§ RECORDS FOR THE TASK:
====================
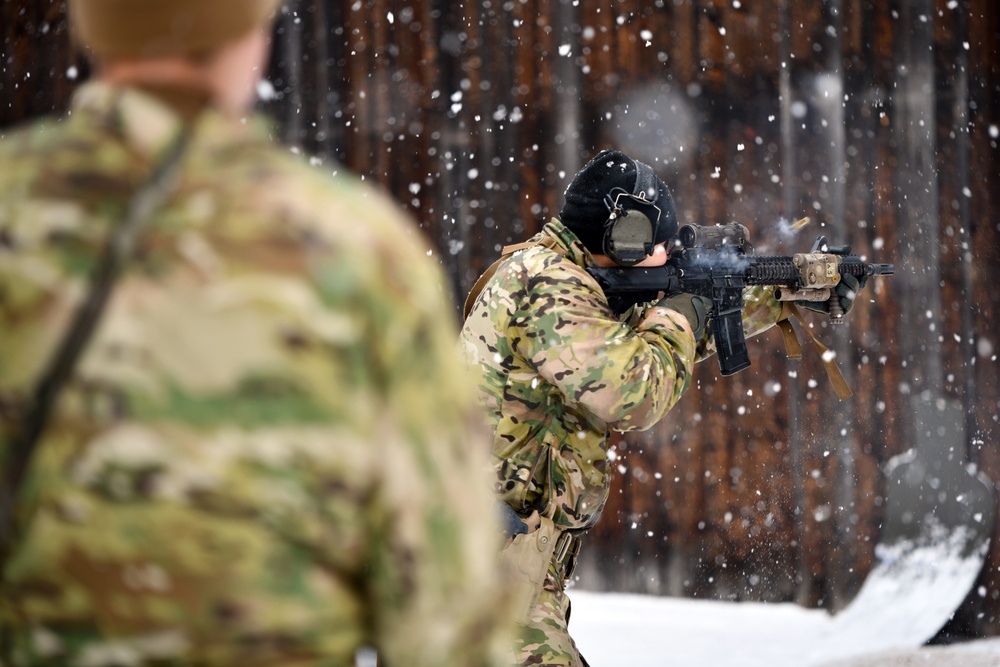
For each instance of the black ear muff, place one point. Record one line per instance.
(631, 226)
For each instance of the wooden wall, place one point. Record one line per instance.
(879, 120)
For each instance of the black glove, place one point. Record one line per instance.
(510, 523)
(845, 292)
(693, 307)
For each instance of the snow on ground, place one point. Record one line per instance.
(909, 595)
(619, 630)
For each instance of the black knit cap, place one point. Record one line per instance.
(585, 211)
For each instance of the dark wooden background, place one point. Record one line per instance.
(879, 120)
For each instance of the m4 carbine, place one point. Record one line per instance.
(717, 263)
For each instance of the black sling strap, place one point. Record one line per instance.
(141, 207)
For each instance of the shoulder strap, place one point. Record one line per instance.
(146, 200)
(508, 250)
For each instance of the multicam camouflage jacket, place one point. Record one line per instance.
(558, 370)
(247, 467)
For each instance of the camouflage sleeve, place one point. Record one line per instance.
(761, 311)
(628, 377)
(430, 575)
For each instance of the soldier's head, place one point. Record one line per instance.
(209, 43)
(619, 207)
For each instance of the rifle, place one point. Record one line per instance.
(717, 263)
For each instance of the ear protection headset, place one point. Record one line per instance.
(631, 228)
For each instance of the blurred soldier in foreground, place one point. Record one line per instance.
(558, 369)
(244, 465)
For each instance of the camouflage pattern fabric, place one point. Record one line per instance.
(248, 467)
(557, 371)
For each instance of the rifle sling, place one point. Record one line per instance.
(508, 250)
(25, 435)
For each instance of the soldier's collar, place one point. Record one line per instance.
(568, 241)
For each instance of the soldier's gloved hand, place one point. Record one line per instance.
(693, 307)
(511, 524)
(845, 292)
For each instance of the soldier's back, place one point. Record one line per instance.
(246, 466)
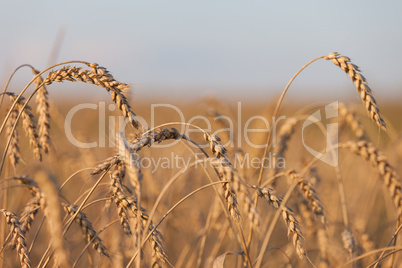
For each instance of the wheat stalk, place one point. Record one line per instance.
(29, 125)
(43, 112)
(14, 150)
(18, 237)
(361, 85)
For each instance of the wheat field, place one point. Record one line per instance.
(129, 183)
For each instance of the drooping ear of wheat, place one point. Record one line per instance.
(287, 215)
(98, 76)
(309, 194)
(87, 228)
(18, 237)
(361, 85)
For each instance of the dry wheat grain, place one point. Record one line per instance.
(361, 85)
(352, 121)
(18, 237)
(98, 76)
(309, 194)
(87, 228)
(287, 215)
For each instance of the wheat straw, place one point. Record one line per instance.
(14, 150)
(29, 125)
(43, 112)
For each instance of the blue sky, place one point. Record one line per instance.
(248, 49)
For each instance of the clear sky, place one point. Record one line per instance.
(194, 48)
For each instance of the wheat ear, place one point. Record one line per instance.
(361, 85)
(87, 228)
(229, 173)
(352, 121)
(125, 203)
(309, 194)
(18, 237)
(287, 215)
(98, 76)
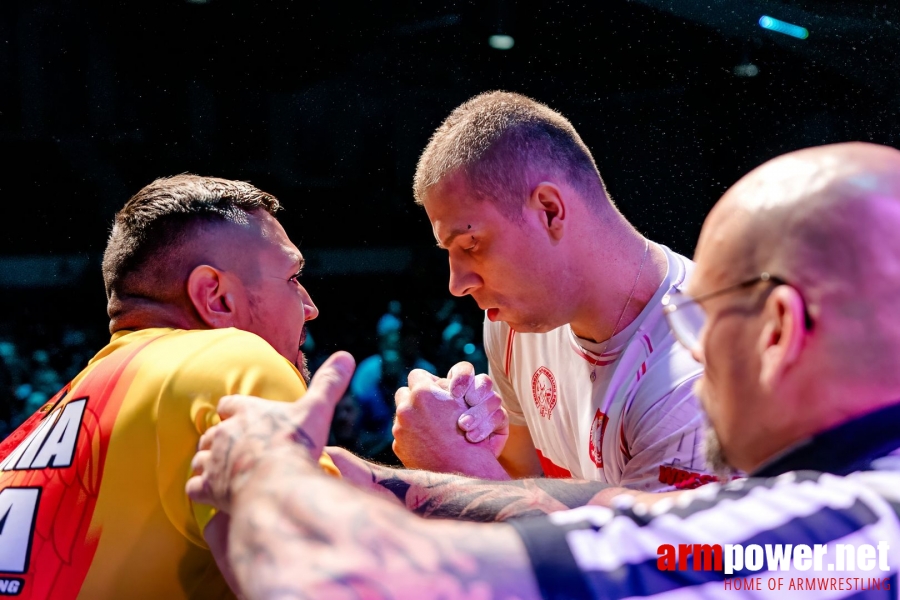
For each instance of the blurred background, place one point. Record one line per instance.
(328, 104)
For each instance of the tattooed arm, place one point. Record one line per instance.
(300, 533)
(438, 495)
(296, 532)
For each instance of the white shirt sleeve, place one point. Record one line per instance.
(664, 438)
(496, 336)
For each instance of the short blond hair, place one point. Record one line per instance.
(496, 139)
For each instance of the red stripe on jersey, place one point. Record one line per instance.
(552, 470)
(649, 345)
(63, 544)
(596, 361)
(508, 358)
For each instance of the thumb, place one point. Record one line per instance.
(316, 409)
(461, 377)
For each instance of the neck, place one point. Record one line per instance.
(618, 282)
(137, 313)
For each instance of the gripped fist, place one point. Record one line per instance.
(253, 428)
(450, 425)
(485, 419)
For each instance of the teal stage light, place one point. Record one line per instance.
(773, 24)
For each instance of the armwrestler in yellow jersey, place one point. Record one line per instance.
(204, 301)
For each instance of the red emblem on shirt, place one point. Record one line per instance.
(543, 388)
(595, 448)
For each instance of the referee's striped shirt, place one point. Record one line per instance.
(841, 487)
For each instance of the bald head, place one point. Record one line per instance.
(826, 220)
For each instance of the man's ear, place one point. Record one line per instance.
(783, 334)
(547, 198)
(210, 293)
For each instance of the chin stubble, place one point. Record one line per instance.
(715, 456)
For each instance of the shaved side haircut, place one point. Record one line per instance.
(499, 141)
(142, 254)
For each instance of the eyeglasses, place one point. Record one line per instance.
(686, 317)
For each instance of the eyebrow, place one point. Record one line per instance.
(453, 235)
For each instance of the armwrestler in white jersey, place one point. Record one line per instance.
(593, 382)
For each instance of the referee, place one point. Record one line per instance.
(792, 310)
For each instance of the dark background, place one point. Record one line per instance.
(328, 104)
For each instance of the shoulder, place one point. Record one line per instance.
(218, 351)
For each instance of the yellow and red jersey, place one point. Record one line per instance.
(92, 500)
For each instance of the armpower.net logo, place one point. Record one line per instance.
(781, 567)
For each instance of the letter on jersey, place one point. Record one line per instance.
(18, 508)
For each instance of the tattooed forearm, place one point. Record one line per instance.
(439, 495)
(300, 534)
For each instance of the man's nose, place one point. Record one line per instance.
(310, 310)
(463, 280)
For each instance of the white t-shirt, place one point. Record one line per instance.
(627, 416)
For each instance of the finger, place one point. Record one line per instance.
(402, 397)
(196, 490)
(474, 416)
(316, 409)
(198, 463)
(497, 421)
(482, 389)
(421, 377)
(461, 376)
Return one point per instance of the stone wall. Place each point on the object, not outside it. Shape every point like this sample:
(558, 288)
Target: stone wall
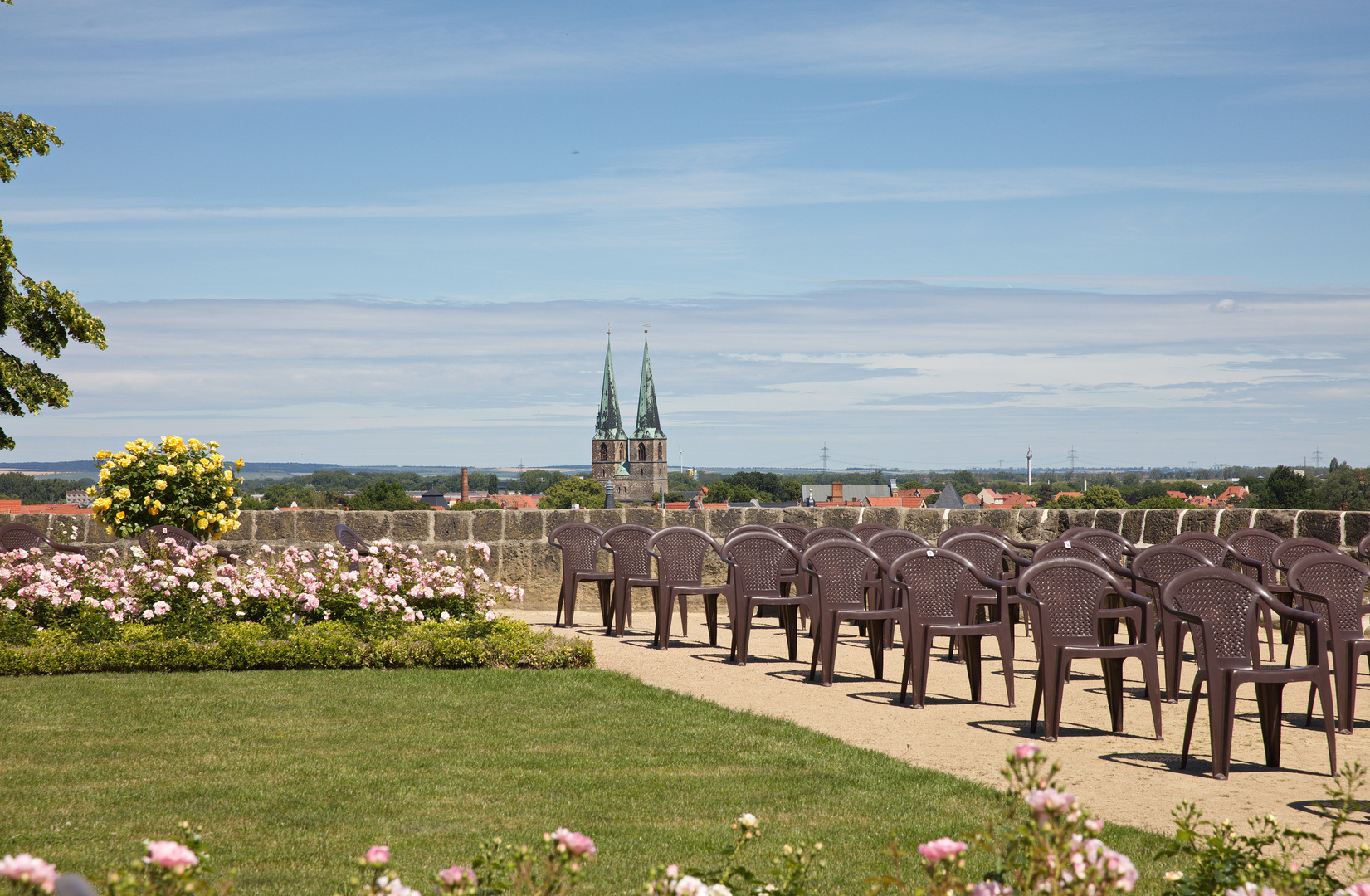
(519, 553)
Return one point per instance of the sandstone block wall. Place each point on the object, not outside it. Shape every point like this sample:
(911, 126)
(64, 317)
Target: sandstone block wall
(519, 553)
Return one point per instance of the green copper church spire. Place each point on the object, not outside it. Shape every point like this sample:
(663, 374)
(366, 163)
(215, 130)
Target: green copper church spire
(648, 422)
(608, 424)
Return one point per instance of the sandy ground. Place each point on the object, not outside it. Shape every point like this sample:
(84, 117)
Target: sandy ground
(1126, 777)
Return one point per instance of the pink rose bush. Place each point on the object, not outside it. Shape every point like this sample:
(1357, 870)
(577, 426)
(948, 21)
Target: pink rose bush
(31, 872)
(188, 591)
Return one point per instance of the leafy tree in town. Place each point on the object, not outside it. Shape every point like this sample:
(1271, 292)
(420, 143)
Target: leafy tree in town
(1285, 488)
(576, 489)
(384, 494)
(46, 317)
(1344, 488)
(538, 481)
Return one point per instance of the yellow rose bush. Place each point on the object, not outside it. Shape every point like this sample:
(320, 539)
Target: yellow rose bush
(180, 483)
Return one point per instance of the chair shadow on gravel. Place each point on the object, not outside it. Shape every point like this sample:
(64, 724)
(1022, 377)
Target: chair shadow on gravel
(1201, 766)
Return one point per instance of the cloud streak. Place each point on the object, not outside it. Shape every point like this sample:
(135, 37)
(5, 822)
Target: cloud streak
(725, 189)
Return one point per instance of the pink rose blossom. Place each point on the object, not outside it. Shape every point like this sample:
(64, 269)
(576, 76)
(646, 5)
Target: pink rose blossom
(170, 854)
(942, 849)
(574, 843)
(25, 868)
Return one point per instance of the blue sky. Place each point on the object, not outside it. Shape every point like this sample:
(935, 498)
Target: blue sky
(925, 233)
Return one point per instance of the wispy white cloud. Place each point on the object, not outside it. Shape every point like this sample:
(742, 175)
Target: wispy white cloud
(888, 373)
(721, 188)
(217, 51)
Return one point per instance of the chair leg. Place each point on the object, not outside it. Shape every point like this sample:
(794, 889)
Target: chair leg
(1189, 718)
(877, 647)
(1222, 710)
(970, 650)
(606, 601)
(1151, 674)
(789, 618)
(1269, 702)
(1325, 689)
(1113, 688)
(1006, 654)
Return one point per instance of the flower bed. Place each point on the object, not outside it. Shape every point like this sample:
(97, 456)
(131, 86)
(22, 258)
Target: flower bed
(188, 610)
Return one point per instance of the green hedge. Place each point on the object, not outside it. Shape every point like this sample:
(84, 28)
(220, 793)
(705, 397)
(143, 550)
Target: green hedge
(499, 644)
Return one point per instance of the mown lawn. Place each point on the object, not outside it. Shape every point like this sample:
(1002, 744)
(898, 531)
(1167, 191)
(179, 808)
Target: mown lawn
(295, 773)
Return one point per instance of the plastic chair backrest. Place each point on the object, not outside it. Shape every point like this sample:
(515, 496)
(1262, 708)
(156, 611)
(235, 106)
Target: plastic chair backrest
(840, 565)
(627, 543)
(1342, 582)
(759, 559)
(580, 544)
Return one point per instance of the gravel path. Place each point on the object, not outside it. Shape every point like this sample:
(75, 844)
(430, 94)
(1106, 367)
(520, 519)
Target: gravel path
(1126, 777)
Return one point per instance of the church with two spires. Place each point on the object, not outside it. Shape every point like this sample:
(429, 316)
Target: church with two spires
(635, 465)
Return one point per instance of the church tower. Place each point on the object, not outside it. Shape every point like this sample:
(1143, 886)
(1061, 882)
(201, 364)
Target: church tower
(608, 447)
(647, 455)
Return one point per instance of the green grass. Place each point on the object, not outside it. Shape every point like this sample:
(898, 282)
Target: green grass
(294, 773)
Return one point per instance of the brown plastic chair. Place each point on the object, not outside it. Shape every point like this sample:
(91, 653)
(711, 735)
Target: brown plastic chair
(1221, 610)
(1110, 543)
(890, 544)
(353, 542)
(1153, 569)
(21, 538)
(839, 570)
(680, 553)
(1100, 553)
(1210, 546)
(631, 569)
(580, 544)
(1285, 555)
(795, 534)
(1333, 587)
(989, 530)
(757, 561)
(867, 529)
(938, 585)
(992, 557)
(157, 536)
(1066, 599)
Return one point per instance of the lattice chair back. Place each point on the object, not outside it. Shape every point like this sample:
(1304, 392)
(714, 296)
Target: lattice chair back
(1070, 591)
(895, 543)
(759, 558)
(867, 530)
(841, 566)
(681, 551)
(936, 582)
(629, 543)
(985, 553)
(1210, 546)
(1163, 562)
(1256, 544)
(1228, 603)
(580, 546)
(1340, 580)
(826, 533)
(1294, 550)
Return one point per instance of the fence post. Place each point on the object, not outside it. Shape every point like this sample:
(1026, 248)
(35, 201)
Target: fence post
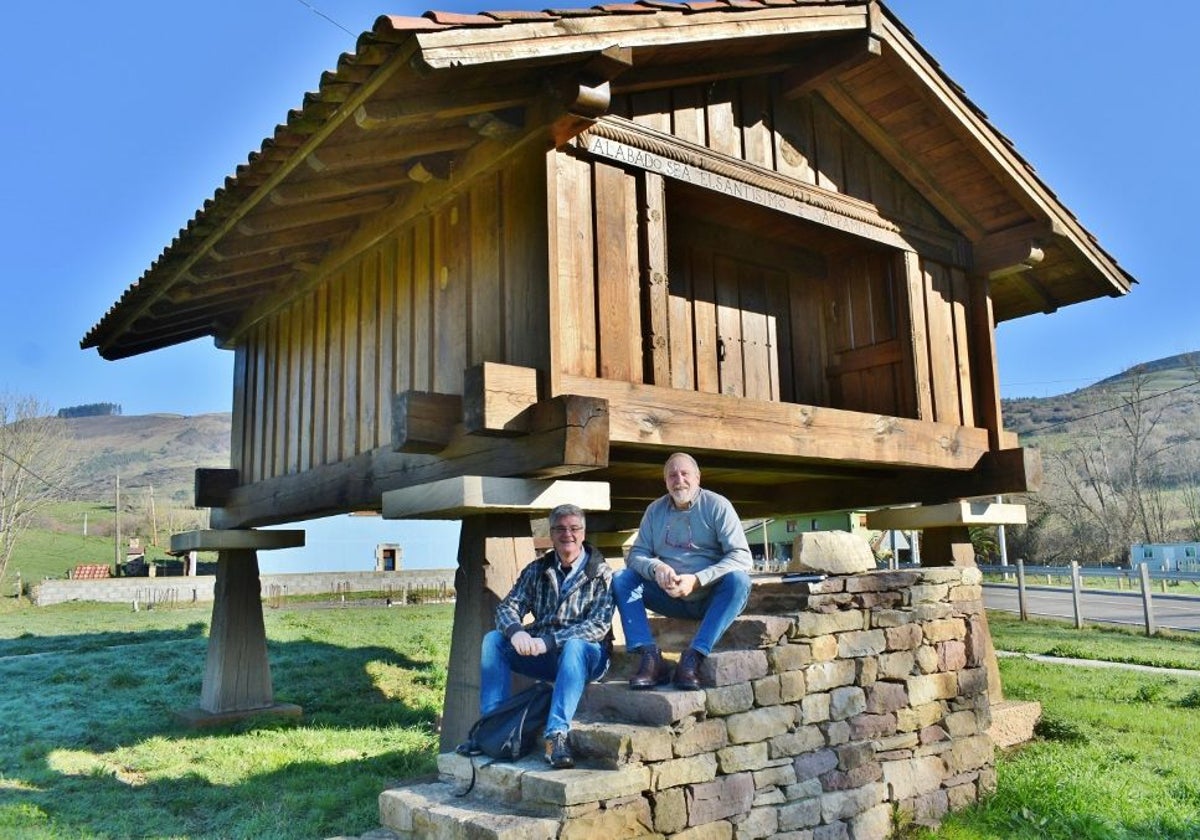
(1023, 607)
(1075, 585)
(1146, 603)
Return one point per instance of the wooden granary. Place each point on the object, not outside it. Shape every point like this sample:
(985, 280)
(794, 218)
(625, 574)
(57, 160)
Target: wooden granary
(505, 259)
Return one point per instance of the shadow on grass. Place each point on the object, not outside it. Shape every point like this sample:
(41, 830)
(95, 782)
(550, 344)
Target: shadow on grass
(90, 745)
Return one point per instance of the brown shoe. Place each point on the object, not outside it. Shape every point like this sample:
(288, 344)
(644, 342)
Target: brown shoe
(652, 671)
(687, 677)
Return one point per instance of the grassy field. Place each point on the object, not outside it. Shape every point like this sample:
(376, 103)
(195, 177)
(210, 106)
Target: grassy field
(89, 749)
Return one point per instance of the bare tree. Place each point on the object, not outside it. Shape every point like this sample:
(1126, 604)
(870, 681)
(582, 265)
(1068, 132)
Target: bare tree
(33, 467)
(1107, 484)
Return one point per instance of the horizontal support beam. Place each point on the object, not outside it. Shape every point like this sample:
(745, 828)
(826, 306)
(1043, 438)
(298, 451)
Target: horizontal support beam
(425, 423)
(473, 495)
(570, 437)
(213, 486)
(669, 419)
(497, 399)
(1009, 471)
(955, 514)
(234, 540)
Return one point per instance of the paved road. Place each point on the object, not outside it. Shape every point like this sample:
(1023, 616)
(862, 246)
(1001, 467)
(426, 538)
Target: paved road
(1177, 612)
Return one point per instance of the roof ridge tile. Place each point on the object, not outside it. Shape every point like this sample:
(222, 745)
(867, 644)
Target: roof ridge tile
(461, 19)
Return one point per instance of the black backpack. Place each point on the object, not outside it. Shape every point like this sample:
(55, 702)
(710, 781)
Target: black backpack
(511, 730)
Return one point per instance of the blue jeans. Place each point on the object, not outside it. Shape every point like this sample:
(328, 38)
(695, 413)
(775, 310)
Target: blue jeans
(570, 669)
(724, 600)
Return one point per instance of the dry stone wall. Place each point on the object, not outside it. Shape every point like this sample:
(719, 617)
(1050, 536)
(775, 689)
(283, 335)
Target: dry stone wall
(826, 708)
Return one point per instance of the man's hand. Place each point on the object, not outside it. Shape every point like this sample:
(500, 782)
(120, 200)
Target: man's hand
(683, 586)
(673, 583)
(528, 646)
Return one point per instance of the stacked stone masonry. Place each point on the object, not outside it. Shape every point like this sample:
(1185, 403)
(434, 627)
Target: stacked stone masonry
(827, 709)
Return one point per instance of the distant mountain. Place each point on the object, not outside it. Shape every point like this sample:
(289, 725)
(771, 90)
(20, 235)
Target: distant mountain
(1167, 391)
(163, 450)
(149, 450)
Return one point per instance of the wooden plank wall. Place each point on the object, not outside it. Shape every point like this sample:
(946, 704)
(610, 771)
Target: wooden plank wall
(316, 382)
(941, 297)
(802, 138)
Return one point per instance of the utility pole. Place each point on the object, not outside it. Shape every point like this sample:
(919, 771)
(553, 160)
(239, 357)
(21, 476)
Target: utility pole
====================
§ TASK ITEM:
In the entries above, find each line with the word "pole" and show it.

§ TASK ANSWER:
Return one point per instance of the utility pole. Place each point on the object, not outside it. Shape every point like this sample:
Target: utility pole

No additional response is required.